* [PROMPT 1]: In the strip search article, at which police station was Duff searched?
* [PROMPT 2]: In the last paragraph of the strip search article, Duff describes the search. List each thing she names as happening to her.
* [PROMPT 3]: Print the strip search article from the words "Police carried Duff" through the words "police her identity.", with no changes.

* [EXTRACT PROVIDED]:
Hearing Clears Cop Who Ordered Strip Search of Philosopher (update: police apologize to & compensate philosopher)


In May of 2013, Konstancja “Koshka” Duff, then a PhD student at the University of Sussex and now a lecturer at the University of Nottingham, was arrested for handing a 15-year old a card with legal advice and contact information for legal aid services on it.

Duff engaged in “classic civil rights movement limp passive resistance,” according to The Guardian:

Police carried Duff from a van to the cage behind the station, while she refused to cooperate or speak with them, other than to ask to see a doctor. She said it was a response to what she felt was unjust treatment by the police.

“I felt like what I had been arrested for was sticking up for somebody’s legal rights, trying to make sure that they were aware of them and trying to make sure that the police were acting in accordance with the law, as they should,” Duff said... 

[She] was pinned down by three female officers who cut off her clothes with scissors in the cells at Stoke Newington police station… after she refused to tell police her identity.

Describing the impact of the search, Duff said: “Being tied up, having my breasts and genitals touched by officers, my earrings ripped out … I found that really humiliating and scary, and also being able to hear the male officers at the door and not knowing if they could see what was happening.”

(Data for finding objects from plain-language descriptions)
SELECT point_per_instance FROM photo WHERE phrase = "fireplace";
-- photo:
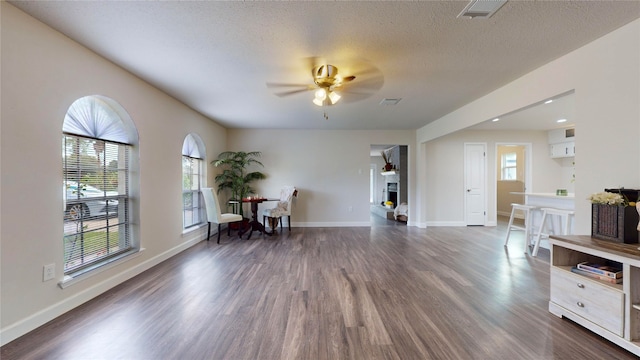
(392, 193)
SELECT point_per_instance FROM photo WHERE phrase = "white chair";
(526, 211)
(283, 208)
(214, 215)
(565, 225)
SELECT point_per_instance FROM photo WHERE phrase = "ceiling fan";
(330, 84)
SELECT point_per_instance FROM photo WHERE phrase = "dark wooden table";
(254, 224)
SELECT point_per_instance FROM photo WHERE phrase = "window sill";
(193, 228)
(75, 278)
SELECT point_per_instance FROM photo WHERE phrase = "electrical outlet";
(48, 272)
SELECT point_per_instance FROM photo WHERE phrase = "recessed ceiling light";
(387, 101)
(481, 8)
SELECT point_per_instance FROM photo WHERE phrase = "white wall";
(43, 72)
(445, 171)
(330, 169)
(605, 75)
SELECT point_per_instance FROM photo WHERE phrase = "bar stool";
(563, 215)
(526, 211)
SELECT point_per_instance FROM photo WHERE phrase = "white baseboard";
(446, 223)
(331, 224)
(30, 323)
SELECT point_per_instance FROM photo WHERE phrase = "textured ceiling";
(216, 57)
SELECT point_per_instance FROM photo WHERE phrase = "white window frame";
(93, 240)
(193, 212)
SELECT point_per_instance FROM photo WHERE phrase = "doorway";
(475, 166)
(388, 185)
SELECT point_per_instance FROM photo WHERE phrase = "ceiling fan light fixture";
(320, 97)
(334, 97)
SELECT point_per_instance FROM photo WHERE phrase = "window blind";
(96, 201)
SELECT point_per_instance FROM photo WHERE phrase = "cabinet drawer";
(598, 303)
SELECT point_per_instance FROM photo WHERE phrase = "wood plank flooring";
(386, 292)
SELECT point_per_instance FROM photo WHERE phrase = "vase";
(614, 223)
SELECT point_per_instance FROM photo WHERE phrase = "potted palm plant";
(235, 177)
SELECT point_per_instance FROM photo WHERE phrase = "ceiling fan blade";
(292, 92)
(275, 85)
(348, 78)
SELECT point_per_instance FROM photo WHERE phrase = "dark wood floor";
(385, 292)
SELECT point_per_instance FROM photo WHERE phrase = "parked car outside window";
(86, 201)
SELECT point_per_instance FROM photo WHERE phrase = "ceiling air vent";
(482, 8)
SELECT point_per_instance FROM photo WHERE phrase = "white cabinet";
(561, 143)
(565, 149)
(609, 310)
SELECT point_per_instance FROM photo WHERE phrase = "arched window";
(192, 178)
(96, 149)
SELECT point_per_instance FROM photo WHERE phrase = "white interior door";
(475, 180)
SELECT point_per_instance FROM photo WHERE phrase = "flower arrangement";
(607, 198)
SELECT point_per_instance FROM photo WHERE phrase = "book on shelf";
(589, 274)
(611, 271)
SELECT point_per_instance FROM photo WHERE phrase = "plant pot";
(240, 225)
(614, 223)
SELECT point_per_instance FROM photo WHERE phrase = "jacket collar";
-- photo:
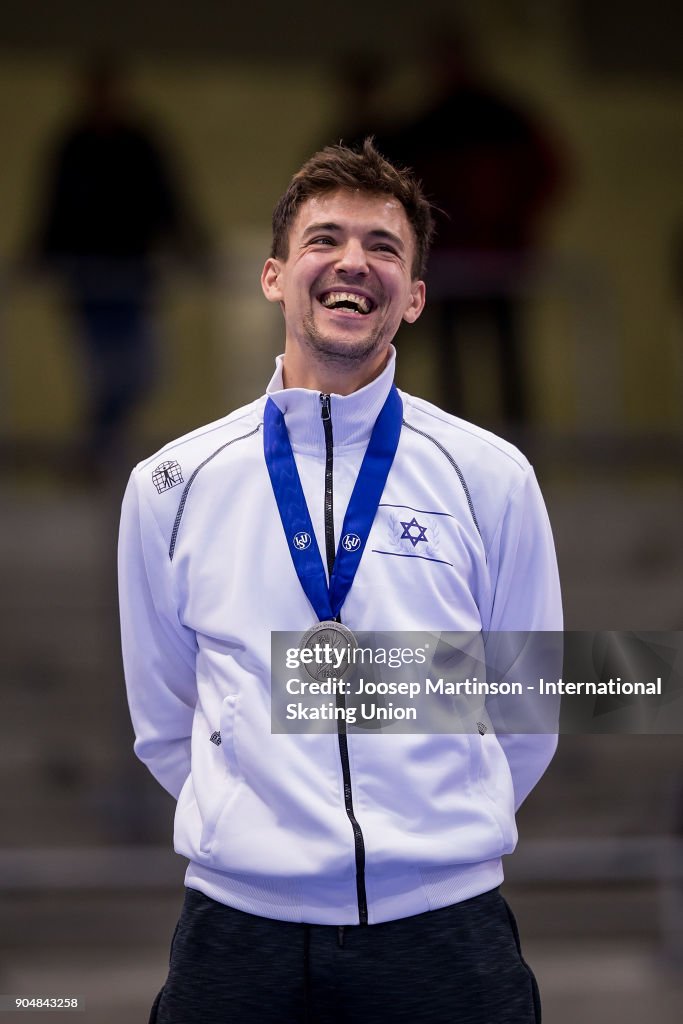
(352, 415)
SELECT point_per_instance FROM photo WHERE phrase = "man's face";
(346, 283)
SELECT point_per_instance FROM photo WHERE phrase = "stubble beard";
(343, 352)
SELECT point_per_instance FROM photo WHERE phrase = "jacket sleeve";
(526, 602)
(159, 653)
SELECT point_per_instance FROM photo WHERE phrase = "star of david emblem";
(414, 532)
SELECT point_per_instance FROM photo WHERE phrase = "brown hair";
(365, 170)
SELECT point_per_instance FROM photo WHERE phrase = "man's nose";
(352, 258)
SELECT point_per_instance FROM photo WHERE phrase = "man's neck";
(330, 379)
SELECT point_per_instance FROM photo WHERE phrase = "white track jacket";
(206, 576)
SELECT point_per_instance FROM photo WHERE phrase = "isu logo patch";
(167, 475)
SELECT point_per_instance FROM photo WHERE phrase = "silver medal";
(333, 645)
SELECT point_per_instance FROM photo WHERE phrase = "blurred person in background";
(494, 171)
(334, 876)
(113, 207)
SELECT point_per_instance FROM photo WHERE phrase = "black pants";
(460, 965)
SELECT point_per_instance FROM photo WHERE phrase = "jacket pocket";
(227, 775)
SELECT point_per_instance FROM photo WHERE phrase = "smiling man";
(346, 876)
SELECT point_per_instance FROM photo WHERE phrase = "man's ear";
(417, 302)
(270, 280)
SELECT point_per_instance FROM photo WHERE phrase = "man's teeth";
(358, 302)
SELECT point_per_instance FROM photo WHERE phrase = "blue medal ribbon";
(360, 513)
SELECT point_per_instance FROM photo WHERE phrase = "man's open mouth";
(347, 300)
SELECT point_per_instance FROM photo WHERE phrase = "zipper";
(330, 549)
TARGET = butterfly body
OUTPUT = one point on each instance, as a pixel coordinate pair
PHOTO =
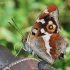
(44, 39)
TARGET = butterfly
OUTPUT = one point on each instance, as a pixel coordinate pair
(44, 39)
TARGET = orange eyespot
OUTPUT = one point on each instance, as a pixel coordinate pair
(51, 28)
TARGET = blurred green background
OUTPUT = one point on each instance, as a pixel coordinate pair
(24, 13)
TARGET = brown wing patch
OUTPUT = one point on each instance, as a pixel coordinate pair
(43, 43)
(52, 43)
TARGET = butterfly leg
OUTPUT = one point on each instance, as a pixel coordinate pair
(41, 64)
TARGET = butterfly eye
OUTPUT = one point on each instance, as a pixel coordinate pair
(51, 27)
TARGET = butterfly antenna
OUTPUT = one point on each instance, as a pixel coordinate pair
(19, 51)
(17, 28)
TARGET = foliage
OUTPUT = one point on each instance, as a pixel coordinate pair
(24, 13)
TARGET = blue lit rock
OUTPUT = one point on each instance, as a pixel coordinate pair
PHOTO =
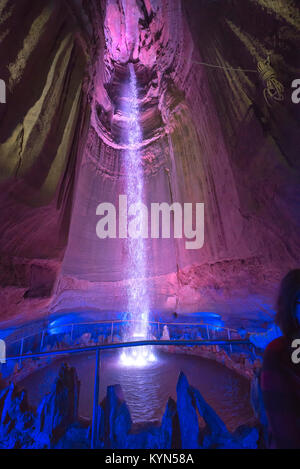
(59, 409)
(188, 420)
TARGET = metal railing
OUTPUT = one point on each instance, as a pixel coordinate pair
(99, 348)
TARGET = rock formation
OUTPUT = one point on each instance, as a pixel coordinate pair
(209, 136)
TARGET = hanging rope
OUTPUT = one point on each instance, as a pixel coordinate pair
(274, 89)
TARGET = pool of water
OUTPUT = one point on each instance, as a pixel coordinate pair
(147, 390)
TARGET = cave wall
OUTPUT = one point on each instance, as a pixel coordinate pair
(44, 57)
(209, 136)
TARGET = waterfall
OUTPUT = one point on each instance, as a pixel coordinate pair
(137, 294)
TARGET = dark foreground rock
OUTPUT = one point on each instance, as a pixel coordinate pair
(188, 424)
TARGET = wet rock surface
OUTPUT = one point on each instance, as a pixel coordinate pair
(188, 423)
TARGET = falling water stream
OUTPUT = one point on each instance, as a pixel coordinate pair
(138, 297)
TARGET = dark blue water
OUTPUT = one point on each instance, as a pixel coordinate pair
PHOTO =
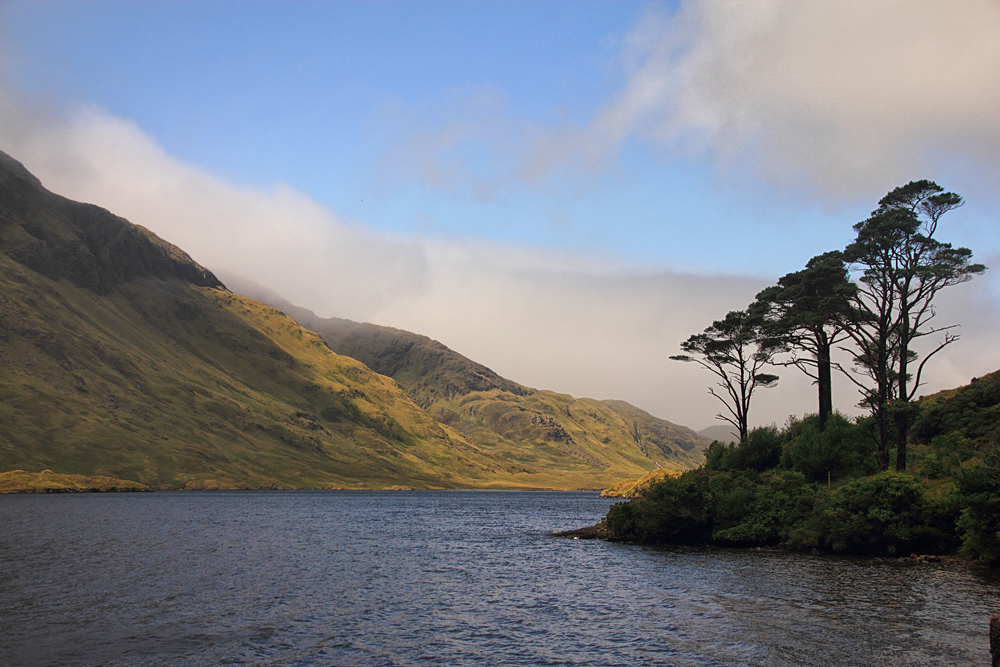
(442, 578)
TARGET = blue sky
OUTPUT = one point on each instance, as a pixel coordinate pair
(316, 94)
(447, 154)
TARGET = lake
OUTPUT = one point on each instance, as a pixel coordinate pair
(443, 578)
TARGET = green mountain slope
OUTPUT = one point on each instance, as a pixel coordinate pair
(536, 428)
(120, 356)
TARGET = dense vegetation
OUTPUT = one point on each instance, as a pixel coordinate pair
(807, 488)
(874, 300)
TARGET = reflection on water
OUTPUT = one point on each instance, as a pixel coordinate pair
(449, 578)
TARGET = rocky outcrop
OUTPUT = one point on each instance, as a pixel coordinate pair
(82, 243)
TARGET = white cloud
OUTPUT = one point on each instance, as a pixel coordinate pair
(280, 237)
(545, 320)
(846, 98)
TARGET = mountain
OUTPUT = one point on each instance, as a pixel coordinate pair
(720, 432)
(531, 426)
(122, 357)
(970, 412)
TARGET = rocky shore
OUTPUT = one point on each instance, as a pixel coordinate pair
(46, 481)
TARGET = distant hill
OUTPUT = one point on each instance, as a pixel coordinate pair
(122, 357)
(531, 426)
(971, 411)
(720, 432)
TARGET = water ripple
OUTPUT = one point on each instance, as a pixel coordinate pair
(442, 578)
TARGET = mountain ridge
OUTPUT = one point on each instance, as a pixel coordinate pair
(123, 357)
(486, 407)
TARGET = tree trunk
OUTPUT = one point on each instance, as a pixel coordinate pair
(902, 420)
(824, 379)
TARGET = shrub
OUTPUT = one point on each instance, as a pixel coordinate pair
(675, 511)
(761, 451)
(979, 523)
(886, 513)
(843, 449)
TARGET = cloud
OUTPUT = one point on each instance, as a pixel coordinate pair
(849, 95)
(277, 237)
(841, 99)
(555, 321)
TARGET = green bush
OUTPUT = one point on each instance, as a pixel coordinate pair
(886, 513)
(979, 523)
(757, 510)
(843, 449)
(675, 511)
(761, 451)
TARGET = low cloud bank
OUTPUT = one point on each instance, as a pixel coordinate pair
(565, 323)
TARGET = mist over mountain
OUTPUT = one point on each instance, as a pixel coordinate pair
(124, 357)
(496, 412)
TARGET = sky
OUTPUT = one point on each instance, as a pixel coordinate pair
(563, 191)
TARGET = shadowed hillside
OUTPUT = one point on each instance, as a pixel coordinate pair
(122, 357)
(530, 426)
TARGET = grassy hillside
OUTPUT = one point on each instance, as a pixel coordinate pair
(534, 429)
(122, 357)
(46, 481)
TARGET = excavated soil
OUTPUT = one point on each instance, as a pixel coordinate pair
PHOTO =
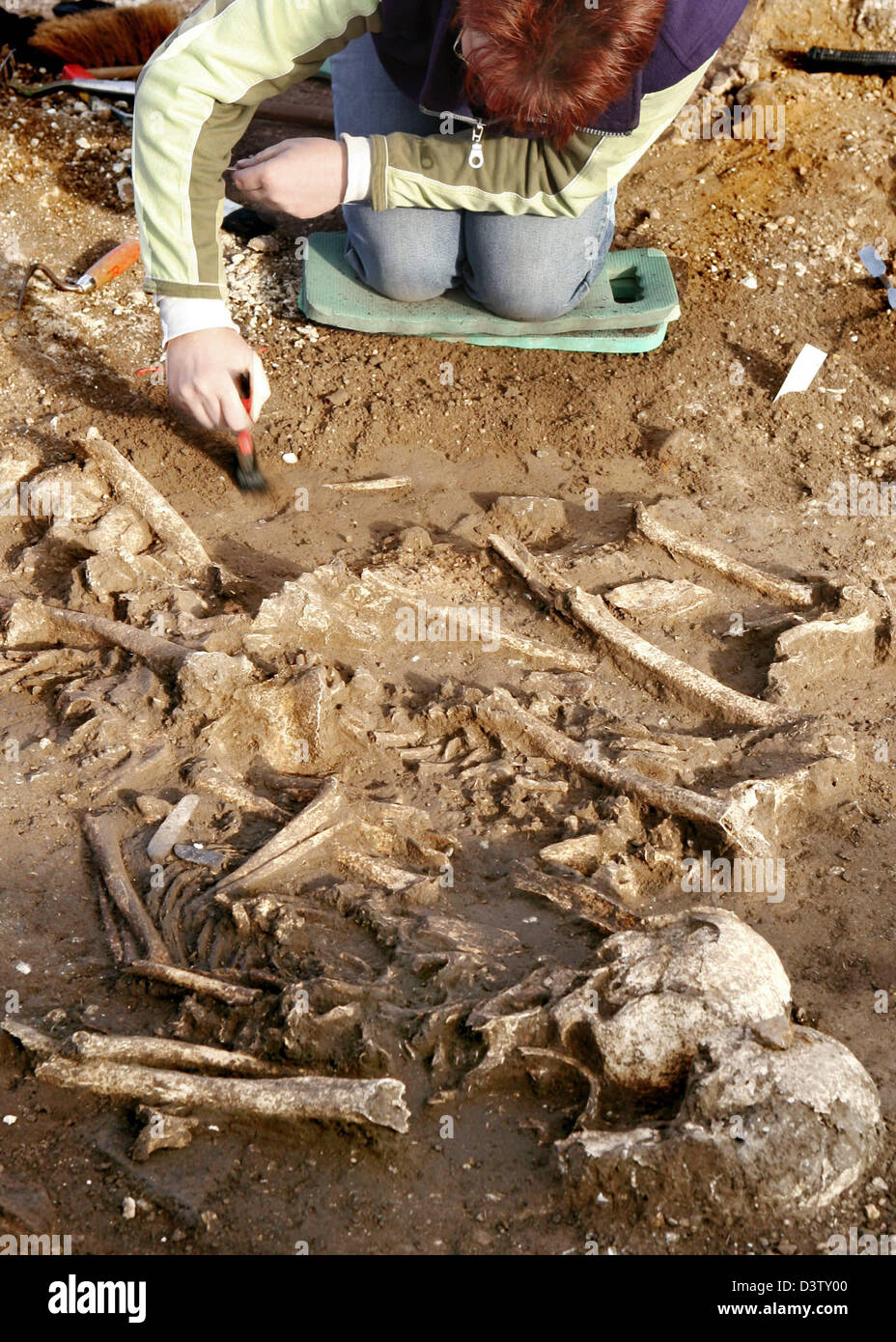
(692, 422)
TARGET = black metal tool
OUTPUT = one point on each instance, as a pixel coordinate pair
(827, 59)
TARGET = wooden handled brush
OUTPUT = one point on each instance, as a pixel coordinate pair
(248, 475)
(110, 266)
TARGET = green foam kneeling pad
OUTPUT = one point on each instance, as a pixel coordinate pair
(627, 310)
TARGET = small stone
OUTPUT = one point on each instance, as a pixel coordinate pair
(775, 1032)
(535, 521)
(154, 808)
(658, 596)
(266, 241)
(160, 1132)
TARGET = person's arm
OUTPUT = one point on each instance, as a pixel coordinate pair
(195, 99)
(518, 176)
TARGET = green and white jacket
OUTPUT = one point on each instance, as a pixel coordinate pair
(202, 88)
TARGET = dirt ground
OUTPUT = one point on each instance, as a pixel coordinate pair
(764, 243)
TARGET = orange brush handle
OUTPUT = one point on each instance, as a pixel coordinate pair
(114, 264)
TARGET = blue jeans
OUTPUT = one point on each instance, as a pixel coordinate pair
(526, 267)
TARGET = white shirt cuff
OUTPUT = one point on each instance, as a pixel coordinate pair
(360, 168)
(182, 316)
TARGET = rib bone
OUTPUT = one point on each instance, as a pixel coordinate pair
(502, 715)
(324, 1098)
(134, 489)
(102, 838)
(695, 687)
(768, 584)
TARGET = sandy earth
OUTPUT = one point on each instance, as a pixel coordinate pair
(692, 422)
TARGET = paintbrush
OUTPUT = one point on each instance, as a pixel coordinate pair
(248, 475)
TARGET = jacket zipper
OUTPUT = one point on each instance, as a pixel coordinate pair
(476, 157)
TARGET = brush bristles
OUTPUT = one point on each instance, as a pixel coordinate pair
(109, 37)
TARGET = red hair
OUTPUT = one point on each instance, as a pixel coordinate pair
(555, 62)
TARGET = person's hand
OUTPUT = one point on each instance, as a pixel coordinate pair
(303, 178)
(204, 374)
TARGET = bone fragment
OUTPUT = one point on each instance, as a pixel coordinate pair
(693, 687)
(102, 838)
(172, 828)
(149, 1051)
(33, 622)
(289, 1098)
(195, 981)
(287, 847)
(503, 716)
(134, 489)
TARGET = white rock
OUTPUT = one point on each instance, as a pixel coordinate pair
(658, 596)
(660, 993)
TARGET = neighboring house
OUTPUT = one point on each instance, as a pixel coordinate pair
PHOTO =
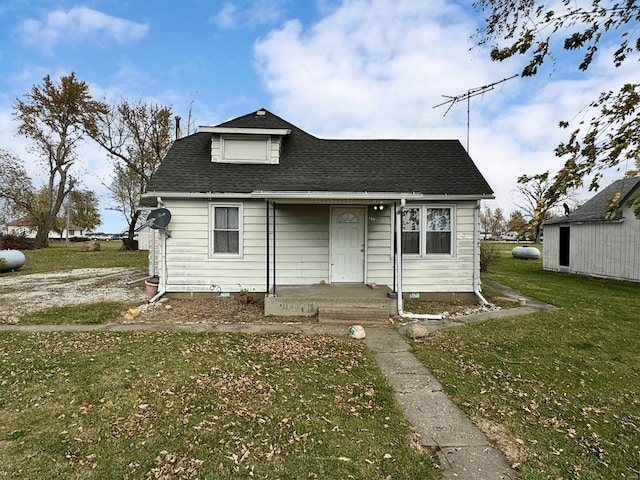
(22, 228)
(589, 241)
(257, 203)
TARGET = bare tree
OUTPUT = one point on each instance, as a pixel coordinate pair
(492, 222)
(531, 29)
(56, 116)
(16, 189)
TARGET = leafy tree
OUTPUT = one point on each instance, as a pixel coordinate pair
(136, 136)
(531, 29)
(125, 192)
(55, 117)
(517, 222)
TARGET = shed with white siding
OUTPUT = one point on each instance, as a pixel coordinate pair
(257, 203)
(601, 238)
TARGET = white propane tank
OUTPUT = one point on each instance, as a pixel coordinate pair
(11, 260)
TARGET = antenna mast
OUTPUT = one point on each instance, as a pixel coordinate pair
(467, 96)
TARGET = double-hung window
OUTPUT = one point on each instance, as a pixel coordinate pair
(427, 231)
(226, 221)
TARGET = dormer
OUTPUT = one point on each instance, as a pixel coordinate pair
(246, 145)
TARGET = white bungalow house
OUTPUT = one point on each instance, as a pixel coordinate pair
(258, 205)
(591, 241)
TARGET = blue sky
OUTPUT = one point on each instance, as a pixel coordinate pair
(337, 69)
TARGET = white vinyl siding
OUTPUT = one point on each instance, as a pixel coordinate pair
(302, 244)
(445, 273)
(302, 237)
(190, 267)
(226, 229)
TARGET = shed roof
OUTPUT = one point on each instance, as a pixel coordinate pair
(311, 164)
(595, 209)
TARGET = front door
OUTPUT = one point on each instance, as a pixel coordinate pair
(347, 245)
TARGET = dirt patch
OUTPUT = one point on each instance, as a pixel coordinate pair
(21, 294)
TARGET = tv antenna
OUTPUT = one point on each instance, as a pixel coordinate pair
(472, 92)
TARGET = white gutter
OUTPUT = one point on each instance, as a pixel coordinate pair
(163, 284)
(312, 195)
(401, 312)
(476, 263)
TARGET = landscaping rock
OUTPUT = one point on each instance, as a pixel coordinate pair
(357, 332)
(417, 330)
(91, 246)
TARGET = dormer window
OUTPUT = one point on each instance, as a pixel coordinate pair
(245, 149)
(246, 145)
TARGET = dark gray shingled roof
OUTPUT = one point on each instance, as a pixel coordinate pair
(308, 163)
(595, 209)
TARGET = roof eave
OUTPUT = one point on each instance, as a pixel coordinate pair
(305, 195)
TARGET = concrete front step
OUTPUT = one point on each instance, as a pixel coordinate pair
(361, 314)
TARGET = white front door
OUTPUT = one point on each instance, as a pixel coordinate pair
(347, 245)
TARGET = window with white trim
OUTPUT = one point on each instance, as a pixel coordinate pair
(427, 231)
(226, 230)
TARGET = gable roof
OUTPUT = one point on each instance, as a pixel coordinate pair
(595, 209)
(311, 164)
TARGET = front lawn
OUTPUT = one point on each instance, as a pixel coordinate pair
(186, 406)
(559, 390)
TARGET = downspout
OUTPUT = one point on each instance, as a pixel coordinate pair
(163, 290)
(476, 264)
(401, 312)
(268, 246)
(274, 248)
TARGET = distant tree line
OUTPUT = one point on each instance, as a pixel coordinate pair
(56, 117)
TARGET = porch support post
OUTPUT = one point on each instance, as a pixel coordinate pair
(274, 248)
(266, 203)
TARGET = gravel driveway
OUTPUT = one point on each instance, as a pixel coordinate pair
(21, 294)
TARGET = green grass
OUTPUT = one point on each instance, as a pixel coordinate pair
(60, 256)
(83, 314)
(182, 406)
(562, 386)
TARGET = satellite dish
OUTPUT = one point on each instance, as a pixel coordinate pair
(159, 218)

* [EXERCISE SOLUTION 1]: Stoke Newington police station.

* [EXERCISE SOLUTION 2]:
- Being tied up
- Having her breasts and genitals touched by officers
- Having her earrings ripped out
- Hearing the male officers at the door and not knowing if they could see what was happening

* [EXERCISE SOLUTION 3]:
Police carried Duff from a van to the cage behind the station, while she refused to cooperate or speak with them, other than to ask to see a doctor. She said it was a response to what she felt was unjust treatment by the police.

“I felt like what I had been arrested for was sticking up for somebody’s legal rights, trying to make sure that they were aware of them and trying to make sure that the police were acting in accordance with the law, as they should,” Duff said... 

[She] was pinned down by three female officers who cut off her clothes with scissors in the cells at Stoke Newington police station… after she refused to tell police her identity.